PROBLEM DETAILS – Copy out the entries that open with the line containing "Given the image above, the detector locates the black" and close with the line containing "Given the image above, the detector locates the long", substituting "whole-number pixel coordinates" for "integer pixel coordinates" and leaving everything else unchanged. Give only those lines.

INPUT MATERIAL –
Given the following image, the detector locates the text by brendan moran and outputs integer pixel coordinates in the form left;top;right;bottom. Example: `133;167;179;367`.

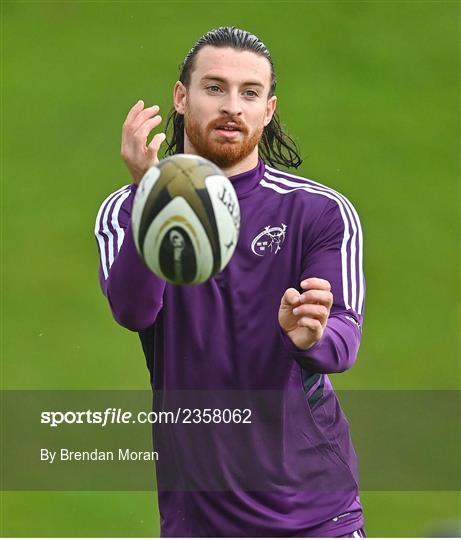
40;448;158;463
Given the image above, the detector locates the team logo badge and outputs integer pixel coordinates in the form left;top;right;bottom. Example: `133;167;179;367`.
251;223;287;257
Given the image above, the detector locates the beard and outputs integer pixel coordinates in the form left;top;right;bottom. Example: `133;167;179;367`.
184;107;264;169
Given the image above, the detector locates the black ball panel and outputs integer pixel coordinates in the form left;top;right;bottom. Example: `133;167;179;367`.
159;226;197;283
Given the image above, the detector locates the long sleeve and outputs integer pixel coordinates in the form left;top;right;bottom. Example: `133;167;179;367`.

--

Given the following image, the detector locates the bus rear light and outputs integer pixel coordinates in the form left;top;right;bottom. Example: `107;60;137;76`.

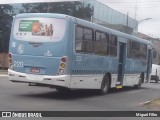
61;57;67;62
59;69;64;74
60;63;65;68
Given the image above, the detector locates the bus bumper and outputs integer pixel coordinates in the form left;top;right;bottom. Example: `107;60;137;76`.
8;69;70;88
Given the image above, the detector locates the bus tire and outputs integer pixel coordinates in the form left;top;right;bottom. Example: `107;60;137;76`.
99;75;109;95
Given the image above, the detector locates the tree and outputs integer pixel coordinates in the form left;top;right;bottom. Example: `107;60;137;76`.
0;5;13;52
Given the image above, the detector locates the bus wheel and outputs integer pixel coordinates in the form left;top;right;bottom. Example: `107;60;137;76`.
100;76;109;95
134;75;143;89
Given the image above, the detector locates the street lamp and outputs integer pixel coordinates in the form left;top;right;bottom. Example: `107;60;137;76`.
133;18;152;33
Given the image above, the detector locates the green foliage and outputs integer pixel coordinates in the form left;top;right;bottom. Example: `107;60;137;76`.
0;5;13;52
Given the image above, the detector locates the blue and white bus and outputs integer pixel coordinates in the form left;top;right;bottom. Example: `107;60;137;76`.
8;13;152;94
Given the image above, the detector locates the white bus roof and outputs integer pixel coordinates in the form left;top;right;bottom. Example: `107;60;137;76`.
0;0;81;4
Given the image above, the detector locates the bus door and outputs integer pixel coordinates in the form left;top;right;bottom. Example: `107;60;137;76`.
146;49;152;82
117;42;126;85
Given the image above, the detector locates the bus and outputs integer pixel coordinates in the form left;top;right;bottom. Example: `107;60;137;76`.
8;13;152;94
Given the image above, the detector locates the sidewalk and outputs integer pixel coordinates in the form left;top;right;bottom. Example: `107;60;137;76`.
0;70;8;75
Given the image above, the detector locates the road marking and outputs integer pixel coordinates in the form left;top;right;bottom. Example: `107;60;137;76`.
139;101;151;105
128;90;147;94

EXERCISE RESULT –
Given the image above, the detector locates the black ball panel and outputs whole-number pixel coordinates in the form left;top;right;bottom. Example: `133;167;179;367`.
159;226;197;283
Given the image above, the detector locates the long sleeve and outputs whole-number pixel coordinates in the form left;top;right;bottom. Example: `133;167;179;367`.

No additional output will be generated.